● PASSAGE SHOWN

++++++++++++++++++++

Tina Tammaro
This painting was part of an exhibition at the University of Cincinnati. It included 25 works of art by 25 artists, each created from one page describing imaginary artwork from the novel, “The Ambrose J. and Vivian T. Seagrave Museum of 20th Century Art/A Novel” by Matthew Kirkpatrick. This novel was published by Acre Books, which is a part of the University of Cincinnati.
The novel is told through a description of imaginary artworks. This was my selection from the novel. I was asked by the curator of the exhibition and publisher of the novel, Nicola Mason, to interpret it as I wished:
"One of the few female army doctors to serve in WWII, Kelly Constance Beal became known for her painting of atrocity. The Grave Diggers is among her most somber works; the title is clearly metaphorical, suggesting with its depiction of nurses treating amputees that these soldiers will not last long. Painted in the style of Vermeer and other seventeenth-century Dutch masters, the hospital room is claustrophobic and domestic. Notice the faces of the women treating the wounded, how they are turned away from the brutalized bodies, angled toward the sliver of light coming from the slim window above them. The painting on the wall of the hospital, a glorious Napoleonic battle scene in splendid color, contradicts the reality of Beal's subjects. The odd cockleshells on the floor on the lower right side of the canvas, next to a pair of empty boots, hint at the fleeting nature of life, but also repressed sexuality."

++++++++++++++++++++

● WHAT NEEDS TO BE DONE
Reproduce the exhibition text word for word, beginning at the words "Tina Tammaro" and stopping after "of the University of Cincinnati.". The data that follows has no connection to the exhibition text.

● DATA FOR ANALYSIS
++++++++++++++++++++

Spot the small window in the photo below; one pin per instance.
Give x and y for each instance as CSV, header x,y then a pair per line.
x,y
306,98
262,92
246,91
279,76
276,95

++++++++++++++++++++

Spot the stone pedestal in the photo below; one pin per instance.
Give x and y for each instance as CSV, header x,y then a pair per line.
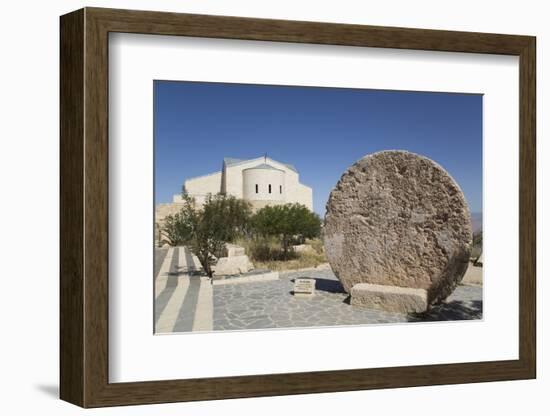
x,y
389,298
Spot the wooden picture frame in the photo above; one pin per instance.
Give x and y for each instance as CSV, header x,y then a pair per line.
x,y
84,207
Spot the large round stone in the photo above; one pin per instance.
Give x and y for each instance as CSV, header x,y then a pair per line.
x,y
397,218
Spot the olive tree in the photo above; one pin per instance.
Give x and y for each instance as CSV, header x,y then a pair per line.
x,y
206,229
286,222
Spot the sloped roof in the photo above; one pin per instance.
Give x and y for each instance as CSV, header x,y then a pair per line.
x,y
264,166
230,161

++++++++++++++++++++

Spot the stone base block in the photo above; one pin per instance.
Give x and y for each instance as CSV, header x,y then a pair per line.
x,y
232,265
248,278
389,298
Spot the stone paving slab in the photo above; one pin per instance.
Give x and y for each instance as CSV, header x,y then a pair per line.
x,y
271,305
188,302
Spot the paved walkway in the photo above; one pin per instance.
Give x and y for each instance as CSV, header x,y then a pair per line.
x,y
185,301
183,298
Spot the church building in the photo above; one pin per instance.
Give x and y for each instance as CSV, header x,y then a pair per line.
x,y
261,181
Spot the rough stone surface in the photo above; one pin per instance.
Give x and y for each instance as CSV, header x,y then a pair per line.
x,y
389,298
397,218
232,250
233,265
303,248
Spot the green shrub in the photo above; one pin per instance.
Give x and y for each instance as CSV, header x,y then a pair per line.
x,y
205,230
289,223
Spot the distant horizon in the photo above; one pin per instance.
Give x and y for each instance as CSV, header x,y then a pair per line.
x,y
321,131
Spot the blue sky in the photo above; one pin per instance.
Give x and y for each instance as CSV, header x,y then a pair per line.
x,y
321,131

++++++++++++++++++++

● TASK RESPONSE
Tina Tammaro
This painting was part of an exhibition at the University of Cincinnati. It included 25 works of art by 25 artists, each created from one page describing imaginary artwork from the novel, “The Ambrose J. and Vivian T. Seagrave Museum of 20th Century Art/A Novel” by Matthew Kirkpatrick. This novel was published by Acre Books, which is a part of the University of Cincinnati.